DOCUMENT EXTRACT >>
* * * *

You have to admire the cheeky acronym.
NOMEN.
N = Non
O = Original
M = Malappropriate
E = Eponymous
N = Nomenclature
And, to hear Dr. Amanda Meyer tell it, NOMEN is not really intended as an attack on those white men—mostly white men—whose names are being used to identify certain parts of the anatomy.
What it’s meant to do is raise the issue and highlight the need for everyone to use a common terminology that is all based in science and not on the names of the scientists who identified certain anatomical structures.
We blogged about this topic recently (“What’s In A Name”) here. But we thought it was worth Round 2 after visiting with Dr. Amanda Meyer on the Anatomy in Clay® Learning System podcast.
Dr. Meyer teaches at The University of Western Australia in Perth. She teaches gross anatomy, histology, neuroanatomy, and neuroscience. She teaches everyone from first-year medical students to master’s level neuroscience students or students who are working on a master’s degree in clinical psychology and a doctorate in neurophysiology. As she puts it, her courses “run the gamut.” The university has about 24,000 students.
About ten years or so ago, Dr. Meyer started scratching her head about this topic. Students asked which term they needed to learn? The name connected to the discoverer of the part or the scientific one? The students, she said, thought it was stupid they had two learn at least two different names for each structure.
For instance, Gabrielle Fallopius, the 16th century Italian anatomist whose name is attached to Fallopian tubes. Dr. Meyer points out that that the tubes were actually described much earlier by Herophilus (born 336 BC) and Galen (born 129 AD). Why did Fallopius’ name stick? And why not just call them the uterine tubes? (In fact, Fallopius had many other contributions to anatomy, notably around the ear.)
Irish anatomist Benjamin Alcock, who worked in the 19th century, loaned his name to the Alcock Canal. Why not just call it the pudendal canal? Getting rid of “Alcock” would also relieve some snickering, too. And Dr. Meyer points out the Latin origin of ‘pudendal’ means ‘to be ashamed’ so no word is perfect.
Another wrinkle? Alcock was a good guy. He was forced to resign from his job (and flee) because he refused to illegally procure bodies for study. Is ‘pudendal’ better than ‘Alcock,’ she wonders. The issue, she says, “gets blurry.”
After bantering informally about the topic on Twitter, Dr. Meyer looked for like-minded fellow anatomists and found Associate Professor Margaret McNulty at the Indiana School of Medicine and a PhD student by the name of Rebecca Wisner. The trio wrote a paper, “NOMENS Land: The place of eponyms in the anatomy classroom.”
And then?
“When it went to the reviewers, that's when it got a bit interesting, because then we started getting feedback and they're like, ‘this seems really pointed at white males.’ You shouldn't put NOMENS in the title and there was quite a bit of pushback,” says Dr. Meyer. “But we put our foot down and we said no, we want this to be slightly controversial because we want to push our agenda. We want to get this discussion out into the open.”
The paper was published in 2021.
Dr. Meyer knows the campaign is going to take a long time. Textbooks linger for decades. Clinicians, according to surveys by Rebecca Wisner on this topic, vastly prefer eponyms. That’s especially true for clinicians who have been in the field for more than 20 years. Dr. Meyer is currently editing a book and having the same debate with the authors. “I’m saying we should remove the eponyms and they’re saying no, we’ve got to keep the eponyms.” The solution may be that both will be printed.
But today’s students, she says, are believers in NOMEN. However, she says, “it’s going to be a hard push,” especially to get the textbooks converted.
“I'd love to see it in my lifetime,” she says. “I'm in my mid-forties. I don't know if that's going to happen, but I would love to see it.”

* * * *

RECORD EXCERPTS >>
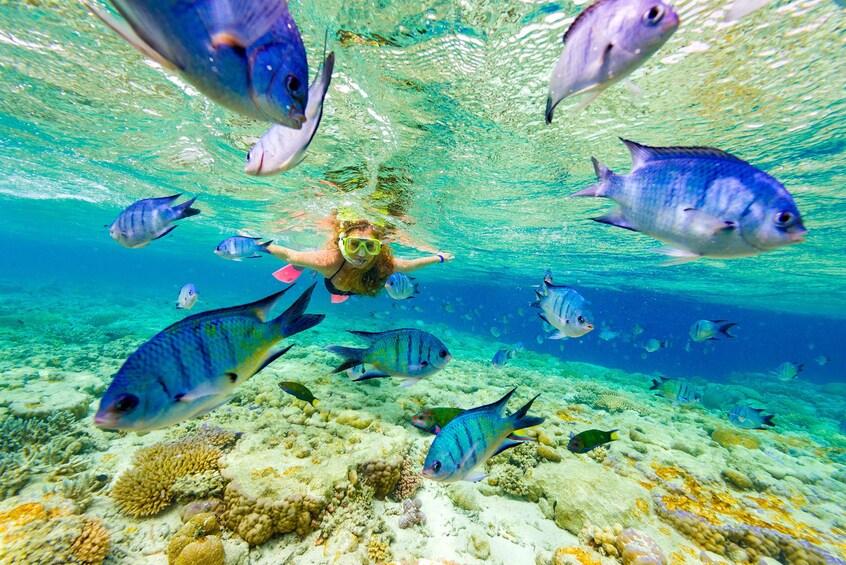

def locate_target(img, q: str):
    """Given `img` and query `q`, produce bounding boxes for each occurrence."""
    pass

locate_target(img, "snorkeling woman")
[267,220,454,303]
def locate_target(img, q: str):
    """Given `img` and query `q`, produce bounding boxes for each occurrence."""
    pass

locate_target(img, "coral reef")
[399,498,426,530]
[167,513,224,565]
[358,455,404,500]
[111,426,236,516]
[0,503,110,565]
[391,457,423,500]
[222,480,324,545]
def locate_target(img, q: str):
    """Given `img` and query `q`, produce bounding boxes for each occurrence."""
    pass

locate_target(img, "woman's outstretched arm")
[394,251,455,273]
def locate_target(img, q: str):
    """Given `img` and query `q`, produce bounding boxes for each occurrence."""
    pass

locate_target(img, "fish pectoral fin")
[200,0,288,49]
[655,245,702,267]
[82,0,177,70]
[591,208,638,231]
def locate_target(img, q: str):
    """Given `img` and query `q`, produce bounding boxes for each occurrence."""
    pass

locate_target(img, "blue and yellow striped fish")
[423,389,544,483]
[94,285,324,432]
[326,328,452,386]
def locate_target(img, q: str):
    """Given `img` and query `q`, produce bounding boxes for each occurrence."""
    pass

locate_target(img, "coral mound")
[111,427,236,516]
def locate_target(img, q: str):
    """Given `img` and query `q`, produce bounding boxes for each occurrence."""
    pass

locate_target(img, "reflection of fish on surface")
[94,285,324,432]
[84,0,308,129]
[423,389,544,482]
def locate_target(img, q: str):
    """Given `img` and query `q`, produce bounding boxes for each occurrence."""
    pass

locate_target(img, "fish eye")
[643,4,664,25]
[776,211,796,228]
[114,394,138,414]
[285,75,300,93]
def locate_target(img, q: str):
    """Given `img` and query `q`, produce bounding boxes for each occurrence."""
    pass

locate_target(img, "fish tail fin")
[173,196,200,220]
[324,345,367,373]
[720,322,739,337]
[270,283,326,337]
[570,157,614,197]
[508,394,546,430]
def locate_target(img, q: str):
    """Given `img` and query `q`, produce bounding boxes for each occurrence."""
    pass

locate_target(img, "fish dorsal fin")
[620,137,746,171]
[561,0,604,45]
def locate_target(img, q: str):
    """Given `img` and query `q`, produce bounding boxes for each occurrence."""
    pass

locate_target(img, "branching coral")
[112,428,234,516]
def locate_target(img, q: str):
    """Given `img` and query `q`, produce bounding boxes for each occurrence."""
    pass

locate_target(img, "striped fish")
[94,285,323,432]
[649,377,699,404]
[385,273,420,300]
[326,328,452,386]
[532,276,593,339]
[423,389,544,483]
[728,405,775,430]
[214,235,273,261]
[109,194,200,249]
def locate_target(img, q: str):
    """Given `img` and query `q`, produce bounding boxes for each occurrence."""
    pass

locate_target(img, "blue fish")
[728,405,775,430]
[572,139,807,264]
[326,328,452,386]
[385,273,420,300]
[214,235,273,261]
[86,0,308,129]
[94,285,324,432]
[109,194,200,249]
[423,389,544,482]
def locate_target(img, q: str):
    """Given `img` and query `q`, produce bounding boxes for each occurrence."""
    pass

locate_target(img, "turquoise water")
[0,0,846,563]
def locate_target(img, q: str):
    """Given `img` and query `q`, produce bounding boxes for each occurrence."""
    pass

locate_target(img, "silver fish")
[546,0,679,123]
[176,283,200,310]
[572,139,807,264]
[688,320,737,341]
[728,405,775,430]
[244,53,335,176]
[94,285,324,432]
[532,279,593,339]
[109,194,200,249]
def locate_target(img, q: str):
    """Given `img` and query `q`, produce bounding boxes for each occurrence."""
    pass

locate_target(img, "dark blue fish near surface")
[94,285,323,432]
[572,139,807,264]
[109,194,200,249]
[423,389,544,482]
[86,0,308,129]
[214,235,273,261]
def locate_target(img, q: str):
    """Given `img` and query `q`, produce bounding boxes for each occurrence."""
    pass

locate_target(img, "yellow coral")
[112,430,234,516]
[70,518,109,565]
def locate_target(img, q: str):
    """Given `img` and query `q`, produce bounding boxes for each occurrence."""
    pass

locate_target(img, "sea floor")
[0,282,846,564]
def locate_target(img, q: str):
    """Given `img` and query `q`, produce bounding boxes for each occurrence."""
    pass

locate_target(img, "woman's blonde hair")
[328,220,394,296]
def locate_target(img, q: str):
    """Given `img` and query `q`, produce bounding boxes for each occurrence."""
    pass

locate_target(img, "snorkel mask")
[338,232,382,267]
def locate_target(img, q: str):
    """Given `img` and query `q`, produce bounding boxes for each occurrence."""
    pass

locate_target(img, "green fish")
[567,430,620,453]
[279,381,320,407]
[94,285,324,432]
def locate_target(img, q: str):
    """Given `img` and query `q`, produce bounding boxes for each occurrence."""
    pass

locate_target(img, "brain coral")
[111,427,235,516]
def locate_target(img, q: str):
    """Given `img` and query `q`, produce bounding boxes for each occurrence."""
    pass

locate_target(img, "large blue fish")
[94,285,323,432]
[326,328,452,385]
[109,194,200,249]
[86,0,308,129]
[573,139,807,264]
[423,389,544,482]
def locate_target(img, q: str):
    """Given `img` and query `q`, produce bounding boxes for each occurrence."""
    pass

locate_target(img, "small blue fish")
[688,320,737,342]
[326,328,452,386]
[86,0,308,129]
[214,235,273,261]
[385,273,420,300]
[244,53,335,177]
[546,0,679,123]
[532,272,594,339]
[728,405,775,430]
[423,389,544,482]
[94,285,324,432]
[572,139,807,264]
[109,194,200,249]
[176,283,200,310]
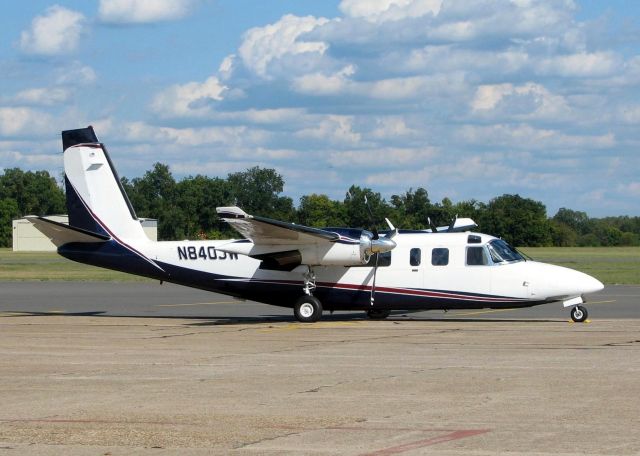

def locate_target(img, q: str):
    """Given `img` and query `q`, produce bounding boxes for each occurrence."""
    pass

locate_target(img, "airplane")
[28,126,603,323]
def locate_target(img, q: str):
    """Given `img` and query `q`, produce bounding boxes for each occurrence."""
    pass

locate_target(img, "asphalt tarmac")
[0,282,640,456]
[0,282,640,322]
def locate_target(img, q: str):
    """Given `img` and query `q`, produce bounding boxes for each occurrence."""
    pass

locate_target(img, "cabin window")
[409,249,422,266]
[467,247,489,266]
[431,248,449,266]
[356,252,391,268]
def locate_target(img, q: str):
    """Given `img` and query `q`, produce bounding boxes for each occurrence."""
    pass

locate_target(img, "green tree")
[0,198,20,247]
[123,163,180,240]
[176,175,231,238]
[0,168,66,216]
[550,219,578,247]
[478,195,551,247]
[391,187,432,229]
[553,207,589,234]
[298,193,347,228]
[344,185,392,230]
[227,166,295,220]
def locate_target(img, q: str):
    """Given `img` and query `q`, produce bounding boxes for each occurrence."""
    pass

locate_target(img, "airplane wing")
[216,206,340,246]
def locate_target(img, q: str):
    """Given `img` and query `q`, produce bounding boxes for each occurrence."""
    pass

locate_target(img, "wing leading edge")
[216,206,344,246]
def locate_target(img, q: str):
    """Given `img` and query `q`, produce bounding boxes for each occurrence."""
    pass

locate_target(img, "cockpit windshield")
[487,239,524,263]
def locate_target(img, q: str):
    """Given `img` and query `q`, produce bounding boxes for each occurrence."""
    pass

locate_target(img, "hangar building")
[13,215,158,252]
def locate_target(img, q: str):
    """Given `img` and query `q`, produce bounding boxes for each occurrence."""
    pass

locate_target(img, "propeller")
[447,214,458,233]
[427,217,438,233]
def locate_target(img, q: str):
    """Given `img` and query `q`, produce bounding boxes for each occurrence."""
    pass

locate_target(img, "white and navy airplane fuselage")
[30,127,603,321]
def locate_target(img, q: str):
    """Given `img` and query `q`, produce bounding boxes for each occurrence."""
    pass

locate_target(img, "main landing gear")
[367,309,391,320]
[293,267,322,323]
[571,306,589,323]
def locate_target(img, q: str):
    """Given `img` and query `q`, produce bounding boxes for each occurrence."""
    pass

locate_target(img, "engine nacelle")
[300,234,396,266]
[300,242,369,266]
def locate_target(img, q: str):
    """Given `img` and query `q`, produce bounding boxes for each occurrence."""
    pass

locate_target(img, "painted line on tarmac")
[451,307,516,317]
[362,429,489,456]
[156,301,238,307]
[260,321,364,333]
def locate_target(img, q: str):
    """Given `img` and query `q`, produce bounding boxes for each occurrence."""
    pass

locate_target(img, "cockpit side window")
[487,239,524,263]
[409,249,422,266]
[467,247,489,266]
[431,248,449,266]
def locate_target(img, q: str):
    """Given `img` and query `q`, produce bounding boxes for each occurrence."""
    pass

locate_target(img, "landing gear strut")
[367,309,391,320]
[293,295,322,323]
[293,266,322,323]
[571,306,589,323]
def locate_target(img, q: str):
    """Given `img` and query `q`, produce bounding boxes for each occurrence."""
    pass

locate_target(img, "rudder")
[62,126,148,244]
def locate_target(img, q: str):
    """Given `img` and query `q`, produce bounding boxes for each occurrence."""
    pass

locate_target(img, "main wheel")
[293,295,322,323]
[367,309,391,320]
[571,306,589,323]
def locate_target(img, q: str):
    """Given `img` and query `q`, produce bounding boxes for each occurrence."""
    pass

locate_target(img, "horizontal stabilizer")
[25,215,111,247]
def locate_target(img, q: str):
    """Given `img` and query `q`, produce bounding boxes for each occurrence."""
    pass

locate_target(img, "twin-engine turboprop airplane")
[29,127,603,322]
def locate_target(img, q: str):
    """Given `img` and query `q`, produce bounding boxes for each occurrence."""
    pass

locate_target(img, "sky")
[0,0,640,217]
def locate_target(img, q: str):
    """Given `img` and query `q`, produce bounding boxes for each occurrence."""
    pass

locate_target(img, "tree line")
[0,163,640,247]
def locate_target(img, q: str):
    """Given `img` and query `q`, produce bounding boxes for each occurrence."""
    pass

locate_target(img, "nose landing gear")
[571,306,589,323]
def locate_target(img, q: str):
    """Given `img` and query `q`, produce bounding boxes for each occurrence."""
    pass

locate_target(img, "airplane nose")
[580,274,604,293]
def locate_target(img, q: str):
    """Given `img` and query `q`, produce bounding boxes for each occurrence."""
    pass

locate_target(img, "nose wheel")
[293,295,322,323]
[571,306,589,323]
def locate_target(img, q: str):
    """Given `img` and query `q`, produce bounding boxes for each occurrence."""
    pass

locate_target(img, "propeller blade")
[384,217,398,239]
[364,195,380,240]
[427,217,438,233]
[370,253,380,307]
[447,214,458,233]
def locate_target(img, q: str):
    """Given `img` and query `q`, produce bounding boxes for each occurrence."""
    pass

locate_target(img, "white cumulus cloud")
[0,108,52,136]
[151,76,227,117]
[98,0,194,24]
[15,87,69,106]
[238,14,328,78]
[339,0,442,22]
[20,5,86,56]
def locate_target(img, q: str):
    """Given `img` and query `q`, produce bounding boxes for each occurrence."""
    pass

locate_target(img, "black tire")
[293,296,322,323]
[367,309,391,320]
[571,306,589,323]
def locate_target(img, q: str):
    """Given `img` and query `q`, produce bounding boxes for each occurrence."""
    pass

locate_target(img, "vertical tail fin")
[62,127,148,241]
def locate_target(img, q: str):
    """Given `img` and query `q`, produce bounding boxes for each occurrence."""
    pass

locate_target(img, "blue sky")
[0,0,640,216]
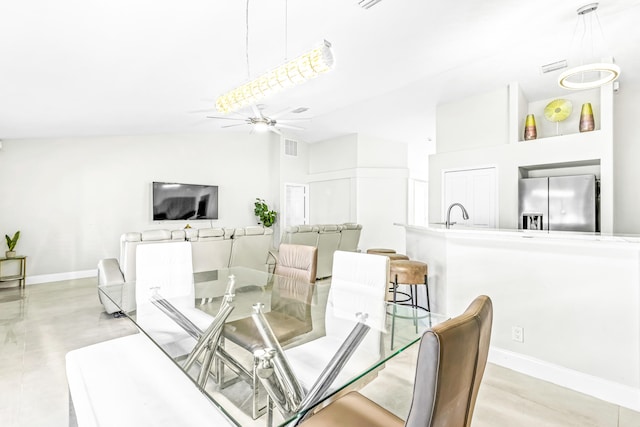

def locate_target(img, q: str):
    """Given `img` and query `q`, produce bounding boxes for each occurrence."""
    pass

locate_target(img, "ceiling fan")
[207,104,311,135]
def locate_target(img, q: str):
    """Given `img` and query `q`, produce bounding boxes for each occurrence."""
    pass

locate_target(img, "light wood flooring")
[0,278,640,427]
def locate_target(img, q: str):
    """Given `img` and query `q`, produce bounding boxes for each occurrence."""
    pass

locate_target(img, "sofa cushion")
[141,230,171,242]
[198,228,224,240]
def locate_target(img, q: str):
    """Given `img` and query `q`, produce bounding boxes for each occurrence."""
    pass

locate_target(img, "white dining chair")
[285,251,389,390]
[136,242,213,357]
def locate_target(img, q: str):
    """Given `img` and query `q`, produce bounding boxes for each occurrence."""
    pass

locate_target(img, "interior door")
[283,184,309,230]
[442,167,498,228]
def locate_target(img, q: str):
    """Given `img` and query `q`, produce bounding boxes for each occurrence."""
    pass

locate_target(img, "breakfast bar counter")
[396,224,640,410]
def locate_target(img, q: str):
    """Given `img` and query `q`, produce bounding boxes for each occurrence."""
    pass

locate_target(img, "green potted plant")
[4,231,20,258]
[253,197,278,227]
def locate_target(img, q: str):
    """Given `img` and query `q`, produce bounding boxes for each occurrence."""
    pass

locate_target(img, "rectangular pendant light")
[216,40,334,114]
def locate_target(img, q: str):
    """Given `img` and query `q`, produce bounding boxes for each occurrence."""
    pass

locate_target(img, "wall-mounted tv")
[153,182,218,221]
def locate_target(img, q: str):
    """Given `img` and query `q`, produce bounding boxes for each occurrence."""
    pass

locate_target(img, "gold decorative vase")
[580,102,596,132]
[524,114,538,141]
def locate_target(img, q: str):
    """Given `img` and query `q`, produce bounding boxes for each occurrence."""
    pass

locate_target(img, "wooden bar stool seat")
[389,258,431,311]
[389,259,431,350]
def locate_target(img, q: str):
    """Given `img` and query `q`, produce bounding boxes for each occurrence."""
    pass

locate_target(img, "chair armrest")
[98,258,124,314]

* * * *

EXERCISE REQUIREMENTS >>
Answer these questions from the article on anatomical eponyms:
(a) At which university does Dr. Amanda Meyer teach?
(b) In what year was the paper "NOMENS Land: The place of eponyms in the anatomy classroom" published?
(c) Why was Benjamin Alcock forced to resign from his job?

EXERCISE ANSWER >>
(a) The University of Western Australia in Perth.
(b) 2021.
(c) He refused to illegally procure bodies for study.